▶ PASSAGE:
+ + + + + + +

Audio: Devolution creating a ‘mini UK’ in Wales, says economist

Calvin Jones. Picture by Mark Mansfield

Devolution has created a ‘minature UK’ inside of Wales that isn’t fairly distributing wealth around the country, a meeting on Welsh independence heard this week.

Professor Calvin Jones, Professor of Economics at the Cardiff Business School, was reflecting on issues of economy, value and identity at a Labour for an Independent Wales’ event in Cardiff.

The full discussion can be heard in the audio recording above.

“The problem that we have is, what we’ve done in Wales is that we’ve taken devolution and used it create the United Kingdom in miniature,” he said.

“So we’ve got an exploitative economy in the UK that takes a lot of value and shoves it into assets in London by building HS2, and doing the Olympics, and building another Heathrow runway.

“They’ve done this with public money, while denuding the rest of the UK of infrastructure and value.

“And what we’ve done is exactly the same in Cardiff. So we’ve swapped a big city in the south east of England for a big city in the south east of Wales.

+ + + + + + +

▶ DATASET:
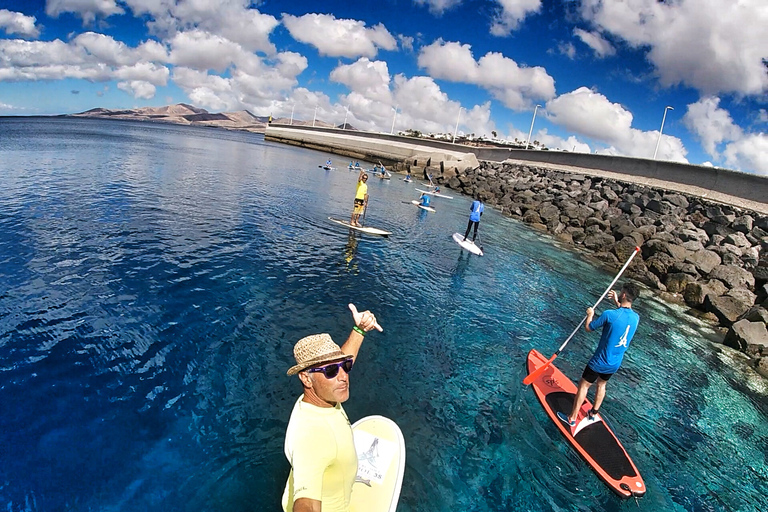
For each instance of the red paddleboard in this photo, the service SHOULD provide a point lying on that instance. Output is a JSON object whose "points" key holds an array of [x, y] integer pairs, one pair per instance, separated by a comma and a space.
{"points": [[594, 440]]}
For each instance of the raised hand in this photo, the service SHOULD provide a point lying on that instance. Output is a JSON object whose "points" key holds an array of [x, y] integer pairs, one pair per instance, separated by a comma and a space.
{"points": [[365, 319]]}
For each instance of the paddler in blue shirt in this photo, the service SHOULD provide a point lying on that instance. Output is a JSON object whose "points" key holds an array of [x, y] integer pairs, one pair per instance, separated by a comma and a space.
{"points": [[619, 326], [476, 211]]}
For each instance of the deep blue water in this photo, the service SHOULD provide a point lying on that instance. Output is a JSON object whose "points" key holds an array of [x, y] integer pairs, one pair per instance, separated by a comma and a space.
{"points": [[153, 280]]}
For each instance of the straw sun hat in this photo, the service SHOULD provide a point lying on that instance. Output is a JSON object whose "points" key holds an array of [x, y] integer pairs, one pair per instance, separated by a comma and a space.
{"points": [[315, 349]]}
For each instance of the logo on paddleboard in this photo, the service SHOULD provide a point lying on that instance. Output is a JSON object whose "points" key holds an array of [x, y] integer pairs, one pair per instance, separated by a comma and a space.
{"points": [[551, 382]]}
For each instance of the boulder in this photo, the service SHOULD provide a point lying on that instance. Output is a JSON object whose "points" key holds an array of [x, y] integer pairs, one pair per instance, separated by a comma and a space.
{"points": [[695, 293], [704, 260], [761, 365], [624, 248], [744, 295], [676, 283], [738, 239], [660, 263], [599, 241], [749, 337], [727, 309], [743, 224], [733, 276]]}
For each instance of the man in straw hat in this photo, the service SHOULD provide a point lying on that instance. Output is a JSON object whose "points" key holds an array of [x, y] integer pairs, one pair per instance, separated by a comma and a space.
{"points": [[318, 441]]}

+ + + + + + +

▶ PROBLEMS AND TASKS:
1 - In the article on devolution in Wales, swap "Professor of Economics" for "Lecturer in Economics" and write out the part from "Professor Calvin Jones, Professor" up to and including "event in Cardiff.".
2 - Carry the article on devolution in Wales forward from the point where it stops.
The items have no connection to the article on devolution in Wales.

▶ ANSWER SET:
1 -
Professor Calvin Jones, Lecturer in Economics at the Cardiff Business School, was reflecting on issues of economy, value and identity at a Labour for an Independent Wales’ event in Cardiff.

2 -
“So the Welsh Assembly hasn’t really taken us further down a path in terms of what a more robust, sustainable Wales looks like, because we’ve just shrunk the UK state down for our own purposes.”

Core

He said that Wales had for hundreds of years been at the periphery of a centralised economy that made it difficult to keep its national resources, such as energy and people, in the country.

“We have a very strong core in London, and then the South East and South West providing some high-value services, and the resource peripheries are Wales, Scotland and Northern Ireland,” he said.

“These are exchanges of value that have been in place for centuries and that are very entrenched.

“The question is, how can you build prosperity if you are continually sending over the best of your young people, the best of your natural resources, in ways that very often can’t be replicated?”

After 700 years of “effective colonialization” there were some “uncomfortable parallels” between Wales’ economy and third world countries, he said.

“A lot of what I teach about the global south is not a million miles away from the feeling of studying the Welsh economy,” he said.

“Wales’ economy is post-developed – rather than under-developed – but is dysfunctional in some of those similar ways.”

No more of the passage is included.